→ **YOUR TASK**
Please output the records below in full, exactly as given, but without the images.

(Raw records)
-- Begin --

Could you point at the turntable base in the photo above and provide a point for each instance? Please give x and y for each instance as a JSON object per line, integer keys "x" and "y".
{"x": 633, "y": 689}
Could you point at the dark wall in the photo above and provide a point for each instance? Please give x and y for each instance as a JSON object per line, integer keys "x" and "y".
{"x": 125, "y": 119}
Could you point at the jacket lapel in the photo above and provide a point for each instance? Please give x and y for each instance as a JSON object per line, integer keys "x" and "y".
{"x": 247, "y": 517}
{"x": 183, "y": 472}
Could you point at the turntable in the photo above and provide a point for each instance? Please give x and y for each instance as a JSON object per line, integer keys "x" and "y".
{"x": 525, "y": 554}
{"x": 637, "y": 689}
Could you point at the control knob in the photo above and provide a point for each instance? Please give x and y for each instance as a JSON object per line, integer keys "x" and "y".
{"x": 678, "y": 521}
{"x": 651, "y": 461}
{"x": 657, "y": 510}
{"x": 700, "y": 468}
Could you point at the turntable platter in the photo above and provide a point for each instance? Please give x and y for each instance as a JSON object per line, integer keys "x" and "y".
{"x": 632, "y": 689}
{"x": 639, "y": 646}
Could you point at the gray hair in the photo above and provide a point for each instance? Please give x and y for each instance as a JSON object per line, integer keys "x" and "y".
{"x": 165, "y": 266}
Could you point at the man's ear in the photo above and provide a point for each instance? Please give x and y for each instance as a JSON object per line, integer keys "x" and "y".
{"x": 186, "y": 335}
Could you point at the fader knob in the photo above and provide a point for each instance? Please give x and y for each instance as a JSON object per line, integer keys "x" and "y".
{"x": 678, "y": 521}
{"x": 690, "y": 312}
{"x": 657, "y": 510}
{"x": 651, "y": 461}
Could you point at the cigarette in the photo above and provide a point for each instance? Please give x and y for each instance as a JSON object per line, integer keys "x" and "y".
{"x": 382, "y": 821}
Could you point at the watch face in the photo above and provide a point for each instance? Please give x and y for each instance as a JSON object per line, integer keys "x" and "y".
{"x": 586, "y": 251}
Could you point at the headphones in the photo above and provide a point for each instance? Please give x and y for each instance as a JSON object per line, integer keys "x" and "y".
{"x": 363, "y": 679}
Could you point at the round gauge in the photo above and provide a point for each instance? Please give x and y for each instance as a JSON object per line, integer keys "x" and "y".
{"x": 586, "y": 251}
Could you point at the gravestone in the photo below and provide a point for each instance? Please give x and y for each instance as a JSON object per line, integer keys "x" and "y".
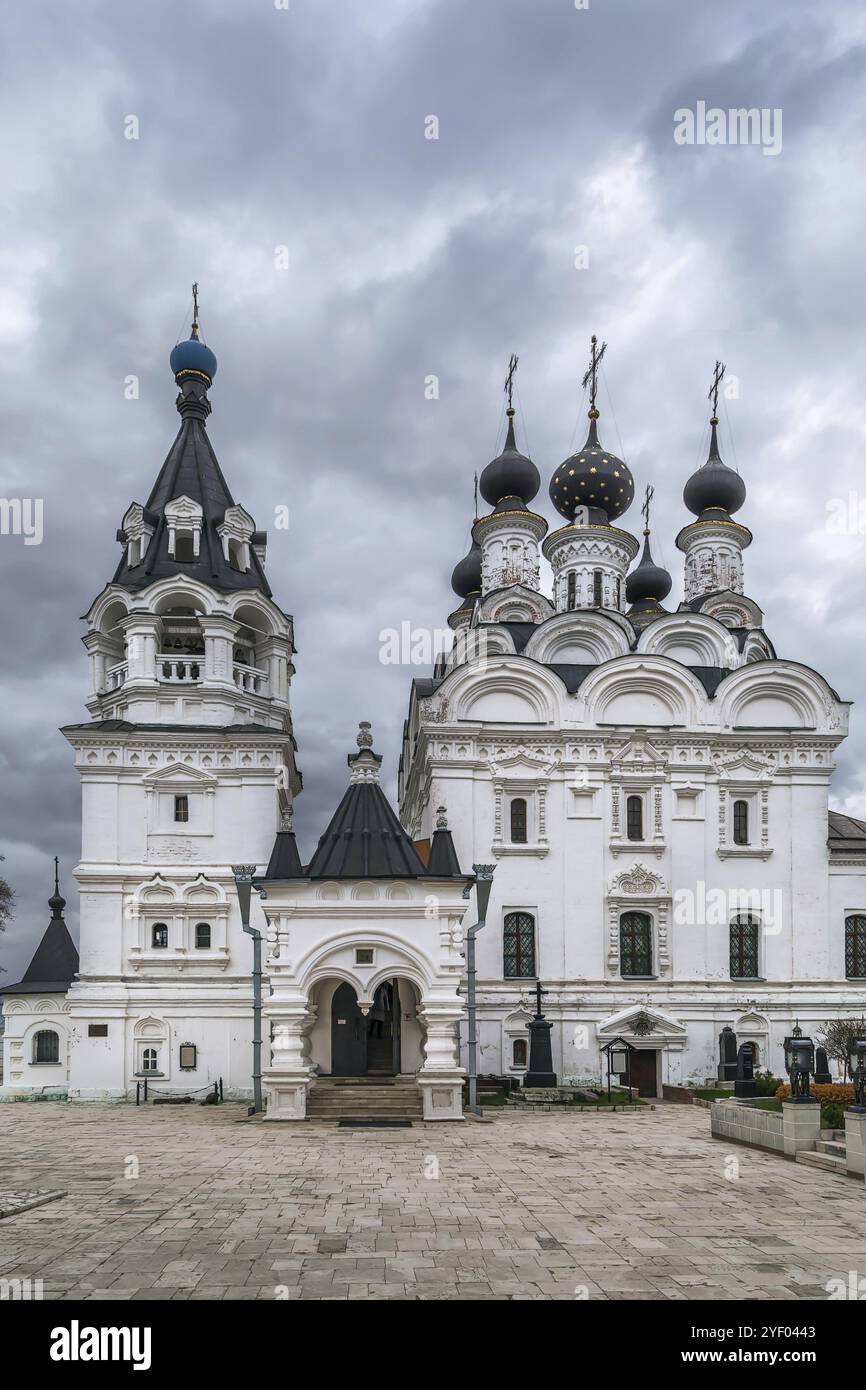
{"x": 822, "y": 1068}
{"x": 727, "y": 1054}
{"x": 541, "y": 1054}
{"x": 745, "y": 1072}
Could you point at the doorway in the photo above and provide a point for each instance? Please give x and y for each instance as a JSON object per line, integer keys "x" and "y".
{"x": 366, "y": 1045}
{"x": 645, "y": 1072}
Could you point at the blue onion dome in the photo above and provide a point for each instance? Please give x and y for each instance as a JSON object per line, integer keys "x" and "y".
{"x": 466, "y": 576}
{"x": 648, "y": 580}
{"x": 512, "y": 474}
{"x": 715, "y": 487}
{"x": 193, "y": 356}
{"x": 594, "y": 478}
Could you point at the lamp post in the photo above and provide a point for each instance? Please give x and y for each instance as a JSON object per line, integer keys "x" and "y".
{"x": 484, "y": 881}
{"x": 243, "y": 883}
{"x": 856, "y": 1062}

-- End --

→ **THE SOLUTION**
Could you point at the turntable base in the photo above and provide a point for each instance? Please give x and y for each instance as a JSON object per line, integer keys "x" and "y".
{"x": 633, "y": 689}
Could you point at the dark wall in the photo above and provide a point for each instance? Please give x and y for each instance as a JSON object per line, integer keys "x" and "y".
{"x": 125, "y": 119}
Could you point at the jacket lapel in the photo above and provide a point for each instance? Please give x and y for each instance as a JSON object per line, integer keys "x" and "y".
{"x": 247, "y": 517}
{"x": 183, "y": 472}
Could you point at the turntable in the photo above and provide a point for each instance? Please give x and y for each instance as a JSON object per line, integer keys "x" and "y".
{"x": 525, "y": 554}
{"x": 637, "y": 689}
Could you point at the control knob in the photo above and provide a point for each instance? Please give x and y for each instance as a JSON object per line, integer keys "x" and "y".
{"x": 678, "y": 521}
{"x": 651, "y": 461}
{"x": 657, "y": 510}
{"x": 700, "y": 468}
Could you point at the turntable platter in the photo above and provide a point for each instance? Please give x and y for each instance as a JSON object per line, integer keys "x" and "y".
{"x": 632, "y": 689}
{"x": 639, "y": 646}
Could you point at the gray hair in the photo above and provide a point for each instance? Please give x and y for each instance as a JSON object per line, integer keys "x" and "y".
{"x": 165, "y": 266}
Could you point at the man's ear in the photo above and provide a point for each instance? Please give x and y for each instance as a JSON object per line, integer keys "x" and "y".
{"x": 186, "y": 335}
Could you point at the fader knob in the photo above and provide a point for each instance? Please give x and y for each instance as a JSON object per line, integer keys "x" and "y".
{"x": 678, "y": 521}
{"x": 690, "y": 312}
{"x": 657, "y": 510}
{"x": 651, "y": 461}
Could you point at the cigarette in the photo above and provide a point for each instance? Please give x and y for each instance as a JSON object per line, integer keys "x" and "y".
{"x": 382, "y": 821}
Could you point at the watch face in the photo above and provide a point for each instance? Please give x and y for each instance as a JSON object per line, integer keys "x" and "y".
{"x": 586, "y": 251}
Could you point at the headphones in the photo above and provide a point for each instance? Please give x and y for each instance as a JSON object per line, integer keys "x" and "y".
{"x": 363, "y": 679}
Could you point at the round gauge in the photo above and provide a point for each instance? Please give x and y for each instance as a JSON object per line, integer keys "x" and "y".
{"x": 586, "y": 251}
Could you point at the gravestone in the photo below and provide a point for each instance? Please give x and y for each instance as a JSON object per line, integer keys "x" and "y".
{"x": 822, "y": 1068}
{"x": 727, "y": 1054}
{"x": 541, "y": 1054}
{"x": 745, "y": 1072}
Could you point at the doorway in the photo above and provide a point for each instance? Please give x and y for each instance as a JSON object per line, integer keys "x" and "y".
{"x": 366, "y": 1045}
{"x": 645, "y": 1072}
Could you point at the blue onion dome in the photo above and provide a point for each instance? Please give x and y for each instance as a JSON object per line, integer keys "x" and "y".
{"x": 466, "y": 576}
{"x": 648, "y": 580}
{"x": 512, "y": 474}
{"x": 715, "y": 487}
{"x": 193, "y": 356}
{"x": 594, "y": 478}
Could you point at the lamp post in the photo above and provide a point for each instance? Please give x and y for each instance as a JSON object per line, integer keys "x" and "y".
{"x": 484, "y": 881}
{"x": 243, "y": 883}
{"x": 856, "y": 1062}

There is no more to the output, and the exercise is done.